→ THE REQUEST
Both the line containing "Exercise. Tag the flag" and the last line of the listing are included: write out exactly the lines from one to the other.

→ INPUT MATERIAL
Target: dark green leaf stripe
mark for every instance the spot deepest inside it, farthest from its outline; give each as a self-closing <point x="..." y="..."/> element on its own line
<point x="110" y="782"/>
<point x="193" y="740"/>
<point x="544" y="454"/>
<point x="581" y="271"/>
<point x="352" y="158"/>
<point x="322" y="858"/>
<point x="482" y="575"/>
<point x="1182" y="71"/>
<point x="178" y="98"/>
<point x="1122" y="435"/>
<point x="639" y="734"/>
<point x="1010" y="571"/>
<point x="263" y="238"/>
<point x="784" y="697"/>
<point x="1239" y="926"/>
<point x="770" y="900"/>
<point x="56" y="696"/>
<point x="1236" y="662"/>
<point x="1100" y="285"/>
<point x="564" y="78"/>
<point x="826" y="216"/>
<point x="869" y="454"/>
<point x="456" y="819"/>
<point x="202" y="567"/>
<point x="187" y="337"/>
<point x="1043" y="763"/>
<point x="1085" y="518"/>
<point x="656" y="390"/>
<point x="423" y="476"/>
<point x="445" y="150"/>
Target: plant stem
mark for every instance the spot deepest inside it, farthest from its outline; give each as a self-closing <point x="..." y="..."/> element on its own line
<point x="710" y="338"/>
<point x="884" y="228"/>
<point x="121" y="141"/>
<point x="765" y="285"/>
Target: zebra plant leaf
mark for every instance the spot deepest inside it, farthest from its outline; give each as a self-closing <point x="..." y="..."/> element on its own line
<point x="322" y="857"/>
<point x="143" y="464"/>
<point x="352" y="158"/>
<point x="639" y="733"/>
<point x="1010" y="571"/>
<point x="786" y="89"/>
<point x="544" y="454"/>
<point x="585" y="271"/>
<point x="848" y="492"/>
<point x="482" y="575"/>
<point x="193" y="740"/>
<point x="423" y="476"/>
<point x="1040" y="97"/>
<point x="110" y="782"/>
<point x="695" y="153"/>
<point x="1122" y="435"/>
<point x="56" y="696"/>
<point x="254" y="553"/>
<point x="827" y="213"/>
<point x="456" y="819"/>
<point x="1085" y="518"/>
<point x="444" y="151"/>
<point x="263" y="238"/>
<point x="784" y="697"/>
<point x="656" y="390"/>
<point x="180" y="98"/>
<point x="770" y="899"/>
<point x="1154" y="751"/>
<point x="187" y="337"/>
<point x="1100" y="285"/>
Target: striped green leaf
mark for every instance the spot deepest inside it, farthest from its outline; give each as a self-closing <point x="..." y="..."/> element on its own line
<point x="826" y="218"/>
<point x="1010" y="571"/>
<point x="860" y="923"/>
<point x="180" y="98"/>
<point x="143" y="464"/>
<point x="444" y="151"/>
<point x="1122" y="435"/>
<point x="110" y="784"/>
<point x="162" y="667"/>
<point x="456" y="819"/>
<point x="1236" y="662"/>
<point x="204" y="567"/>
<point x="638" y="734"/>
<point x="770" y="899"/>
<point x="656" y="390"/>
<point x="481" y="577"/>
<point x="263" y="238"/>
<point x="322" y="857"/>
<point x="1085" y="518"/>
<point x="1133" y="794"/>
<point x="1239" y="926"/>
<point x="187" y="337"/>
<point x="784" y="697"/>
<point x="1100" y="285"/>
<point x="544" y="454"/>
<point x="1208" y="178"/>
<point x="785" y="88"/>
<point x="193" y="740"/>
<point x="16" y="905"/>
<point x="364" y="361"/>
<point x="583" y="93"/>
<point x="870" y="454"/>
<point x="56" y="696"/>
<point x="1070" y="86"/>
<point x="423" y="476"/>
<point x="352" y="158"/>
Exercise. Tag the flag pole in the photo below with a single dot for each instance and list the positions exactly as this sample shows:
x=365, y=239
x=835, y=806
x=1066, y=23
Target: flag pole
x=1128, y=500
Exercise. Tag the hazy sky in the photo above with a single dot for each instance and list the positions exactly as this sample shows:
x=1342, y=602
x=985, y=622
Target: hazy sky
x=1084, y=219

→ WRITTEN SOLUTION
Exercise. Tag the flag pole in the photo below with a single dot for each instance and list the positions exactly as this sample shows:
x=365, y=239
x=835, y=806
x=1066, y=23
Target: flag pole
x=1128, y=500
Exercise. Tag the hazy sky in the photo above with a single dot for each instance and list the positions exactly as this sample shows:
x=1342, y=602
x=985, y=622
Target: hazy sky
x=1084, y=219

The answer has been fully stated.